# WHAT IS EXPECTED
Select every line in the rows below that contains the string "outline", and copy each one.
Start EXCERPTED RECORDS
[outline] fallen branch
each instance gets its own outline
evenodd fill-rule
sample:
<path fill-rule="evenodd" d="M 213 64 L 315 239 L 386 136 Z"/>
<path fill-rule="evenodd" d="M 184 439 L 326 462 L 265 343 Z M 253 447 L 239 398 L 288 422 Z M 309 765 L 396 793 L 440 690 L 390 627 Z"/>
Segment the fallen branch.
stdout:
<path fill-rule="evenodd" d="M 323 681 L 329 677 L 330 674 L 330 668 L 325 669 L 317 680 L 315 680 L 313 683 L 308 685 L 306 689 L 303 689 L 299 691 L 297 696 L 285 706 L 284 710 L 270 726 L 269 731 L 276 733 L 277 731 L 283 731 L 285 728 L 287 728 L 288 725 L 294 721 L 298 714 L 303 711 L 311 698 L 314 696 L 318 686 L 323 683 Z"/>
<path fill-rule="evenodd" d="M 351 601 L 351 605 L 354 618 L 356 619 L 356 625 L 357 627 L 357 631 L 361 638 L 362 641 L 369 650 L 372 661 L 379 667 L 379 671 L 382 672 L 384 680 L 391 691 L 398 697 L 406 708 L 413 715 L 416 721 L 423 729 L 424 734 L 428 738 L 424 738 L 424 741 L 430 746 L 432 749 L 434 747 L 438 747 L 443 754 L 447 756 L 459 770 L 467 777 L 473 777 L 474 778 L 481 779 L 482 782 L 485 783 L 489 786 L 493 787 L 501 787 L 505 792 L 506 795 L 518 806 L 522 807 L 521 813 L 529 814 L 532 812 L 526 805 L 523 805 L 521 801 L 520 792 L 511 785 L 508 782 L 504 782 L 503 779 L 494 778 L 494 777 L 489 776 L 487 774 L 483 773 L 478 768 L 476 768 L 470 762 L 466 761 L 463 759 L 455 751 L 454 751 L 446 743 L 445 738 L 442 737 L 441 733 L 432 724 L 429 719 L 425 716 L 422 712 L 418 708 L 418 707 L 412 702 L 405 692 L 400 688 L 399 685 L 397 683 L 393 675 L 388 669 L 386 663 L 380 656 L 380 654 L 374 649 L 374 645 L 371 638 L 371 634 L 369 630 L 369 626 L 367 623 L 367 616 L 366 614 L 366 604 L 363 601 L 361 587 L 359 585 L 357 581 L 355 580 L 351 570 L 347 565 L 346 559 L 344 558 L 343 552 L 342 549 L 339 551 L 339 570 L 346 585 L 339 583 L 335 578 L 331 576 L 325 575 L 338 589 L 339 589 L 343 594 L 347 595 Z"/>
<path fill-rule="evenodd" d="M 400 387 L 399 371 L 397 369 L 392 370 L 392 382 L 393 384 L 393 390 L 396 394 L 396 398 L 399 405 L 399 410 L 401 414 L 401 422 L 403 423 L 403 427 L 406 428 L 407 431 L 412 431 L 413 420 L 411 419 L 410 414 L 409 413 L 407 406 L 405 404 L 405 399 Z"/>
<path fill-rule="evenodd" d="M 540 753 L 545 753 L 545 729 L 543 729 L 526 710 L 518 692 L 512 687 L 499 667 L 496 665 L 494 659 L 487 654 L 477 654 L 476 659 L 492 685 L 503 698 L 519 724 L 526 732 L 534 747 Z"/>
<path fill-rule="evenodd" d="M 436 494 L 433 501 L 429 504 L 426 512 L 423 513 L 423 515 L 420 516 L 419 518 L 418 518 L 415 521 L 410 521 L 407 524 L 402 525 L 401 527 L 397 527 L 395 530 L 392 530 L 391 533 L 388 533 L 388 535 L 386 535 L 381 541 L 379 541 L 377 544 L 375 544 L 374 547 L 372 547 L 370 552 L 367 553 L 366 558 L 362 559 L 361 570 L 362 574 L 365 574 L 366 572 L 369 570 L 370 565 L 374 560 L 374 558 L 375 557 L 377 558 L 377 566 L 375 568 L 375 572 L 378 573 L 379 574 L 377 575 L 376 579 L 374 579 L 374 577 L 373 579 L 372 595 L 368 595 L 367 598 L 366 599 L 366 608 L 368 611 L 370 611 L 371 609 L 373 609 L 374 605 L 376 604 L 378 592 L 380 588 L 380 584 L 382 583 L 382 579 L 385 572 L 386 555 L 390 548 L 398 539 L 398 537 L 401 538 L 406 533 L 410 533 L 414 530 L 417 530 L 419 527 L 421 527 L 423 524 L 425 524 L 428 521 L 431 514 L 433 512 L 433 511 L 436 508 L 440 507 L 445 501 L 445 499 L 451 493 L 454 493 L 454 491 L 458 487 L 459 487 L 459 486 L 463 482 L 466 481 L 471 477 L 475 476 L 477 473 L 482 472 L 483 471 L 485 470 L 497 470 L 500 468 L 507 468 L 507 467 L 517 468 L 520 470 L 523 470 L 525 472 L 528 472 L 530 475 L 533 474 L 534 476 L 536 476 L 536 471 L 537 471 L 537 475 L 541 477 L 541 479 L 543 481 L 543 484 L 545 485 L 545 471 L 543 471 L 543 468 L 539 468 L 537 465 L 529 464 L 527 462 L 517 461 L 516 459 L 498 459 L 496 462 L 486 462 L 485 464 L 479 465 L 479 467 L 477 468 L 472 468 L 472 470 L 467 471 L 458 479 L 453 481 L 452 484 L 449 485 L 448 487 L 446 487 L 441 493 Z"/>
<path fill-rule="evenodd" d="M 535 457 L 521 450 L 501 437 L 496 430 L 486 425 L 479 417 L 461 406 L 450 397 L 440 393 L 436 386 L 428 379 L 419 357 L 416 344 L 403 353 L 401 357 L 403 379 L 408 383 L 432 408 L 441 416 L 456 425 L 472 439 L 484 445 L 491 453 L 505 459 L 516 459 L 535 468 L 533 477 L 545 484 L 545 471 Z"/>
End EXCERPTED RECORDS
# IN RESPONSE
[outline] fallen branch
each instance gets its own outline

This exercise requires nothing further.